Goal of the exercise
Select every line below that contains the string "Target". Case counts.

╔══

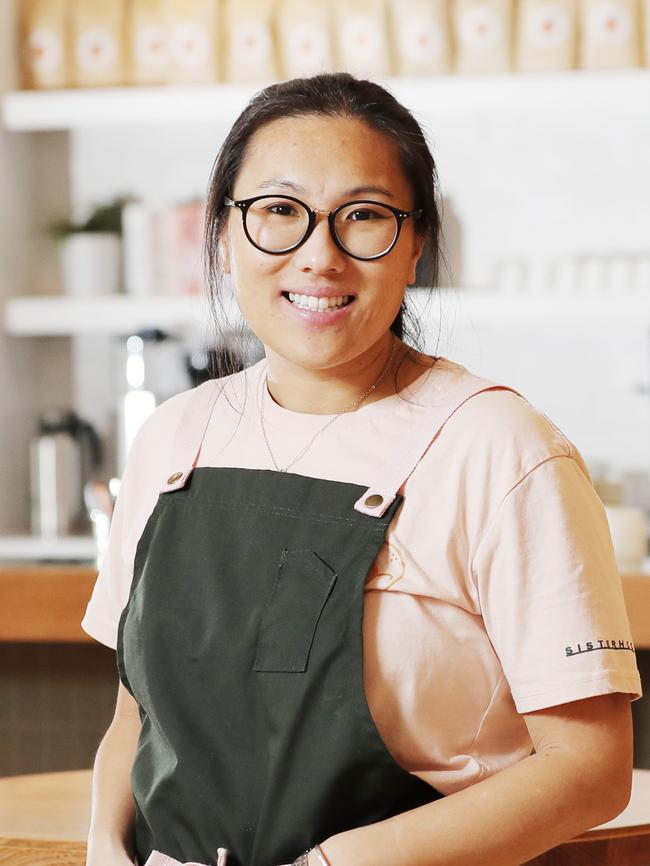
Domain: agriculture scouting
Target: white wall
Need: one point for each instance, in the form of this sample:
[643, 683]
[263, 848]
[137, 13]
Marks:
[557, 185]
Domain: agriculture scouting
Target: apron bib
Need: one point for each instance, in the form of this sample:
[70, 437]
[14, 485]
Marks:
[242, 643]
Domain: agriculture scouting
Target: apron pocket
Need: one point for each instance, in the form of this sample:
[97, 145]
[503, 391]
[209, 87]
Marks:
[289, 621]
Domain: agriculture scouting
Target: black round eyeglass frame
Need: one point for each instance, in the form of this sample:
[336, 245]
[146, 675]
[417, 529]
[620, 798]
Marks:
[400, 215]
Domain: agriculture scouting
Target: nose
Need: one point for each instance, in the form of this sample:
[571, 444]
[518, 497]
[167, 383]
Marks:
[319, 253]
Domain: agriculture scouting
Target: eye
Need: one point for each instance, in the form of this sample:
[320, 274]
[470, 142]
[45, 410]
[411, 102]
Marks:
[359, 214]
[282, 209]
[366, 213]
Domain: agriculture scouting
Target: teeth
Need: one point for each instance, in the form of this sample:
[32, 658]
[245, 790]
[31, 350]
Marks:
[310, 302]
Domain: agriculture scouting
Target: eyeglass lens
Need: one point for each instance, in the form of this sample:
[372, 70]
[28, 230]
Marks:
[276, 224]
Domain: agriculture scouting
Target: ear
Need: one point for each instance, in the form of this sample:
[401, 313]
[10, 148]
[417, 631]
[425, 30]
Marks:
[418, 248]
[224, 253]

╚══
╔══

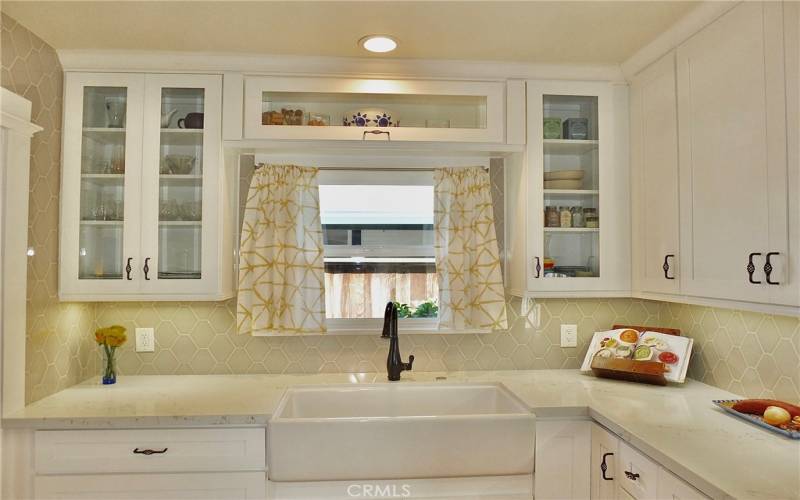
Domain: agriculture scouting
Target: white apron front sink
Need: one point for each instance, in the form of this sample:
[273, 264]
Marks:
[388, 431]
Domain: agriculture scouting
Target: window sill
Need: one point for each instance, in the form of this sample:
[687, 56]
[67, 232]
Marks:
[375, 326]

╚══

The solution
Target: white wall
Target: apron bib
Target: apron pocket
Target: black round eyeglass frame
Target: nose
Target: eye
Target: teeth
Target: eyeglass lens
Target: ear
Target: white apron front sink
Target: window sill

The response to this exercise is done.